**ACTIVITY:**
Reproduce the listing below as it stands. Leave out each image.

____ MATERIAL FOR THIS TASK

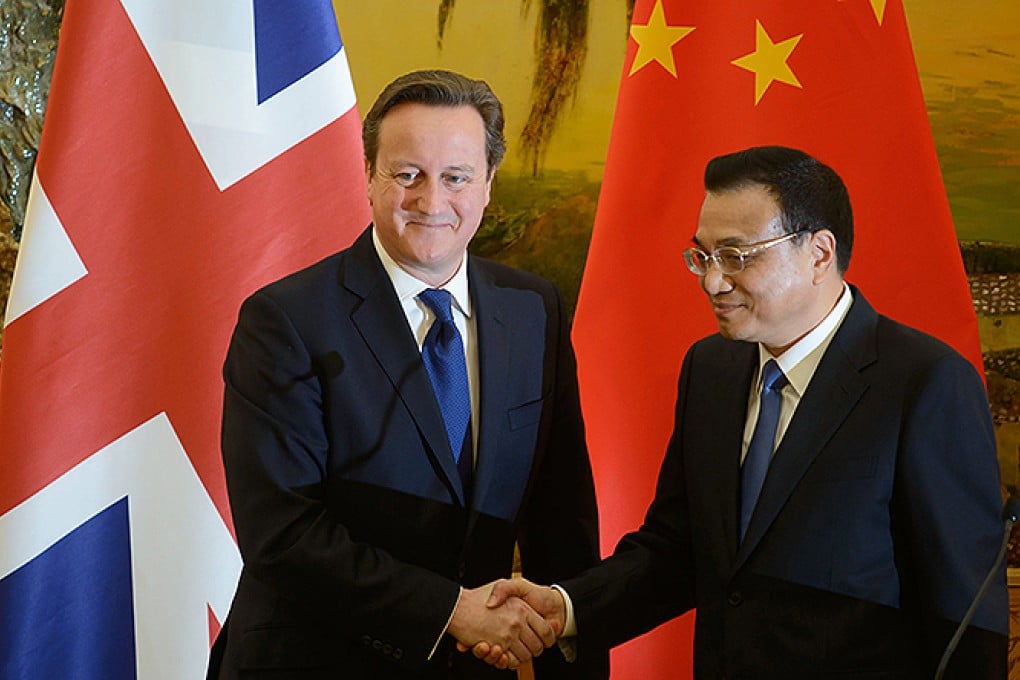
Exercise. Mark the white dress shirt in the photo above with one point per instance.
(420, 318)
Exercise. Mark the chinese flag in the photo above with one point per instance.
(193, 151)
(833, 77)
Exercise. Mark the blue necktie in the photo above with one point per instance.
(762, 441)
(443, 353)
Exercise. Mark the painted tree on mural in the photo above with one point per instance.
(560, 50)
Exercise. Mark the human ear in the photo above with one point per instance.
(822, 254)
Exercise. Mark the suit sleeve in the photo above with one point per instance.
(649, 579)
(559, 534)
(275, 457)
(948, 508)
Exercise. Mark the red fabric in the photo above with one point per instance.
(859, 109)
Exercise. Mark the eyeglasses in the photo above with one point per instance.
(731, 259)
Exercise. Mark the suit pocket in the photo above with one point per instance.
(525, 414)
(284, 647)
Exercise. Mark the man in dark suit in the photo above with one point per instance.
(875, 511)
(368, 519)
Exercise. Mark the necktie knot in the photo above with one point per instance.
(759, 452)
(440, 302)
(443, 354)
(773, 379)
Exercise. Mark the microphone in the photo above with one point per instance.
(1011, 512)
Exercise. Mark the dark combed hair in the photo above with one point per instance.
(811, 196)
(439, 88)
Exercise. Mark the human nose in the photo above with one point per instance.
(428, 197)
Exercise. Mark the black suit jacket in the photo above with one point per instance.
(348, 507)
(879, 518)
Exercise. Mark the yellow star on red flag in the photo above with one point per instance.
(768, 61)
(878, 6)
(655, 41)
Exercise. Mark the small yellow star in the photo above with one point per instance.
(768, 61)
(655, 41)
(879, 8)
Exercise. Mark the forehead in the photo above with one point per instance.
(742, 215)
(411, 131)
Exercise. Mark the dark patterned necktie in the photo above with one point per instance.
(443, 352)
(762, 441)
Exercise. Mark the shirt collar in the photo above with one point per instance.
(801, 360)
(407, 286)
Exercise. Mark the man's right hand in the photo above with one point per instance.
(511, 632)
(545, 600)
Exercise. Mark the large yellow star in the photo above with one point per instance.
(768, 61)
(655, 41)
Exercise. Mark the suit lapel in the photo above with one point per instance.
(494, 361)
(834, 388)
(381, 323)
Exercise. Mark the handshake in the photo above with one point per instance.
(508, 622)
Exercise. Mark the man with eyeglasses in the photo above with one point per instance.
(829, 501)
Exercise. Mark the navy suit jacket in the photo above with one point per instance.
(348, 507)
(879, 518)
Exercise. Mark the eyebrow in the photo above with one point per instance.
(723, 243)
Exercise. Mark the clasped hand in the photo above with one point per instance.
(508, 622)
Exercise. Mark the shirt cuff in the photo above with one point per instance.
(567, 644)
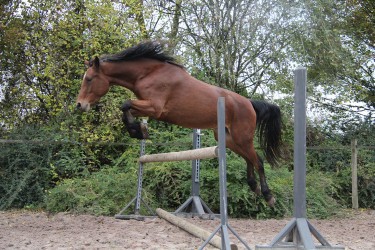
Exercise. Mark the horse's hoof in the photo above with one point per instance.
(257, 191)
(144, 131)
(271, 202)
(126, 106)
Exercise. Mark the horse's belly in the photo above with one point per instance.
(189, 119)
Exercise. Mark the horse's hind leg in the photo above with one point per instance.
(242, 144)
(263, 183)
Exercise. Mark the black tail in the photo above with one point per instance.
(269, 129)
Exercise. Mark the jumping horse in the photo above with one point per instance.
(166, 92)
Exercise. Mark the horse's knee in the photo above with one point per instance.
(253, 185)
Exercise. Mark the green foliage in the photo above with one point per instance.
(102, 193)
(25, 174)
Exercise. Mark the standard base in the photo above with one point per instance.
(296, 235)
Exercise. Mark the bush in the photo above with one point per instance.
(102, 193)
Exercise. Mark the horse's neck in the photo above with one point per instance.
(126, 74)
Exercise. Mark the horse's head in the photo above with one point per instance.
(94, 86)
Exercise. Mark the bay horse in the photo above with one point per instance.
(166, 92)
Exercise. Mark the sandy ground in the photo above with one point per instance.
(31, 230)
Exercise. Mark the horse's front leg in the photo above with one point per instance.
(135, 128)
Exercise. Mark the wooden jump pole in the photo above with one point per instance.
(201, 153)
(190, 228)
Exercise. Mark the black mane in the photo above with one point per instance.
(150, 50)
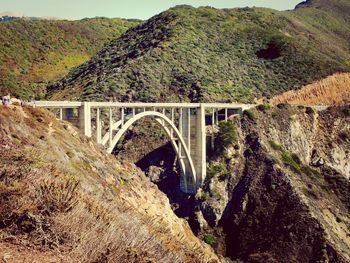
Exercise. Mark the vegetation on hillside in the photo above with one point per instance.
(206, 54)
(33, 52)
(333, 90)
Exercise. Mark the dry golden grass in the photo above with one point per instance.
(333, 90)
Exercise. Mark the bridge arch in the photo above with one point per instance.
(186, 163)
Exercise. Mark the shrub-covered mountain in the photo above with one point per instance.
(33, 52)
(206, 54)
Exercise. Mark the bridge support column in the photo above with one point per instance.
(85, 119)
(201, 152)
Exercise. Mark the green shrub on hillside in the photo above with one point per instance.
(227, 136)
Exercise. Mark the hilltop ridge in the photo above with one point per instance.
(207, 54)
(34, 52)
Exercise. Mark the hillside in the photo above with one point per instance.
(34, 52)
(279, 192)
(206, 54)
(333, 90)
(63, 199)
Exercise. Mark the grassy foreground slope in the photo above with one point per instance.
(333, 90)
(33, 52)
(206, 54)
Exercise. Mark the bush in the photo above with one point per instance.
(250, 114)
(226, 136)
(209, 239)
(58, 196)
(275, 146)
(263, 107)
(346, 112)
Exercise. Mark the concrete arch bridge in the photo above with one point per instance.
(184, 123)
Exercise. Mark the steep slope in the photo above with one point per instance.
(62, 197)
(205, 54)
(333, 90)
(280, 192)
(33, 52)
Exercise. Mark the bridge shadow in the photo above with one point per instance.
(162, 168)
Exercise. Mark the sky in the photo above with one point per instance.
(140, 9)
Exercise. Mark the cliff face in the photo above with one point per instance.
(62, 196)
(279, 193)
(289, 193)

________

**RESPONSE:**
Exercise. Mark the white dress shirt in the photo above with one point per instance.
(420, 318)
Exercise. Mark the chinese flag in the photo above with one point per instance.
(193, 151)
(833, 77)
Exercise. Mark the blue necktie in the photo above with one point per instance.
(762, 441)
(443, 353)
Exercise. Mark the painted tree on mural in the photo above with one point per instance.
(560, 50)
Exercise. Mark the human ear in the photo above with one point per instance.
(822, 254)
Exercise. Mark the suit sleeve in the photo above with one point per instance.
(649, 579)
(559, 534)
(275, 457)
(948, 508)
Exercise. Mark the red fabric in the photo above with one point per instance.
(859, 109)
Exercise. Mark the eyeglasses in the photo above with one point per instance.
(731, 259)
Exercise. Mark the suit pocket in the photo above with one point per instance.
(525, 414)
(284, 647)
Exercise. Mark the man in dark suit in the photo above with one point per instance.
(875, 511)
(368, 519)
Exercise. Mark the necktie knot in the photo above with one point per instance.
(759, 452)
(440, 302)
(443, 354)
(773, 379)
Exercise. Mark the microphone in the photo above with one point per instance.
(1011, 512)
Exercise. Mark the dark combed hair in the photo above with one point per instance.
(811, 196)
(439, 88)
Exercise. Mark the human nose in the photo above with one point per instance.
(428, 197)
Exercise. Mark the black suit jacket in the photo above with one point per instance.
(348, 507)
(879, 518)
Exercise. Mark the yellow star on red flag in the photo above with one point per instance.
(768, 61)
(878, 6)
(655, 41)
Exercise. Mark the small yellow star in the photo above with one point per instance.
(768, 61)
(655, 41)
(879, 8)
Exercise. Mark the forehead in the photo above with one point per instance.
(742, 215)
(411, 131)
Exercise. Mark the dark patterned necktie in the photo above with one point per instance.
(443, 352)
(762, 441)
Exercise. Mark the shirt collar in the photo above with one point per instance.
(801, 360)
(407, 286)
Exercise. Mark the man's right hand in the photo above with one point per instance.
(511, 632)
(545, 600)
Exercise. Mark the large yellow star in the photo above with one point per instance.
(768, 61)
(655, 41)
Exercise. Mark the suit lapel in the photo above with one point per instance.
(494, 361)
(834, 388)
(381, 323)
Exercise. Mark the handshake in the photo above with one point per instance.
(508, 622)
Exercise. Mark the man with eyeglasses in the photo above with one point per instance.
(829, 501)
Exercise. Mark the navy suit jacket in the photo above with one point per instance.
(348, 507)
(879, 518)
Exercise. Mark the eyebrow in the photo above with one point per instance.
(723, 243)
Exercise. Mark the clasped hand in the photo above with one point per instance.
(508, 622)
Exercise. Mark the shirt cuff in the photo above with one point per instance.
(567, 644)
Exercise. Mark the horse's hoof in the photo above with one point per instance.
(257, 191)
(144, 131)
(271, 202)
(126, 106)
Exercise. Mark the horse's belly in the photo above with one point per instance.
(189, 119)
Exercise. Mark the horse's hind leg in the photo above with one point per instance.
(242, 144)
(263, 183)
Exercise. Mark the black tail in the photo above with one point per instance.
(269, 129)
Exercise. Mark the jumping horse in the photo above with one point per instance.
(166, 92)
Exercise. Mark the horse's knee in the photo above with one point per instance.
(253, 185)
Exercise. Mark the green foliage in the photo above with one point per instance.
(102, 193)
(25, 174)
Exercise. Mark the standard base in the photo above with one point per instance.
(296, 235)
Exercise. Mark the bush in the photo above with one point per instance.
(102, 193)
Exercise. Mark the horse's neck in the photo above with one point per instance.
(126, 74)
Exercise. Mark the horse's head in the photo above with one point per instance.
(94, 86)
Exercise. Mark the bay horse in the photo above with one point per instance.
(166, 92)
Exercise. Mark the sandy ground in the photo above with one point per instance.
(31, 230)
Exercise. Mark the horse's front leg in the photo above with one point per instance.
(135, 128)
Exercise. Mark the wooden jump pole in the photo above with one point per instance.
(201, 153)
(190, 228)
Exercise. Mark the black mane in the photo above with one point per instance.
(150, 50)
Exercise. Mark the vegetation on hillside in the photo above with one point per instance.
(206, 54)
(33, 52)
(333, 90)
Exercise. Mark the dry golden grass in the photo above with one point per instance.
(333, 90)
Exercise. Mark the bridge arch in the photo above with one point per instance.
(186, 163)
Exercise. Mark the shrub-covered mountain in the photo above with one point per instance.
(33, 52)
(206, 54)
Exercise. Mark the bridge support column in the photo above with one point per instance.
(85, 119)
(201, 152)
Exercise. Mark the green shrub on hillside in the photo above with one point per instance.
(227, 136)
Exercise. Mark the hilltop ridge in the photo above with one point per instance.
(207, 54)
(34, 52)
Exercise. Mark the hillside in the photo above with one point per instance.
(34, 52)
(279, 192)
(206, 54)
(333, 90)
(63, 199)
Exercise. Mark the grassy foreground slope in the photo above with one point per instance.
(333, 90)
(33, 52)
(206, 54)
Exercise. Mark the bush in the photo above with one point per instance.
(250, 114)
(226, 136)
(209, 239)
(58, 196)
(275, 146)
(263, 107)
(346, 112)
Exercise. Mark the concrete arch bridge in the photo above with one point per instance.
(184, 123)
Exercise. Mark the steep slope in the photo above with one point per instance.
(62, 197)
(205, 54)
(333, 90)
(280, 192)
(33, 52)
Exercise. Mark the bridge shadow in the photo above with one point per instance.
(162, 168)
Exercise. Mark the sky in the photo above with one point per instance.
(140, 9)
Exercise. Mark the cliff face in the photo above with one point per instance.
(62, 196)
(279, 193)
(289, 193)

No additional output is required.